*** Begin section ***

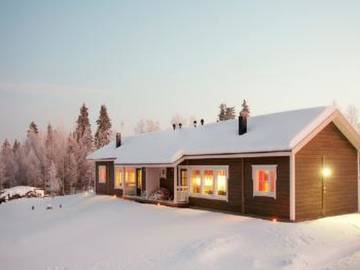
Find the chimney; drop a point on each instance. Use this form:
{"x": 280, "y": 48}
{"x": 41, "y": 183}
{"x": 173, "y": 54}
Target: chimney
{"x": 244, "y": 115}
{"x": 118, "y": 139}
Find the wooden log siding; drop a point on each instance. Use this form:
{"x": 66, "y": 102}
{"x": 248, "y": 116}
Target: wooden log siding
{"x": 262, "y": 206}
{"x": 341, "y": 186}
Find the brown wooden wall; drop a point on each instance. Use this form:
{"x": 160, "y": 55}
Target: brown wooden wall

*** End section ***

[Instructions to follow] In the entries, find the line containing "Find the wooden" and output it and all remaining lines exactly.

[Completed task]
Find the wooden log siding; drop a point on each instance. Use this form:
{"x": 66, "y": 102}
{"x": 248, "y": 116}
Target: wooden log siding
{"x": 262, "y": 206}
{"x": 341, "y": 186}
Find the brown wooden wall; drop a point on each instance. Use this form:
{"x": 160, "y": 55}
Target: brown wooden wall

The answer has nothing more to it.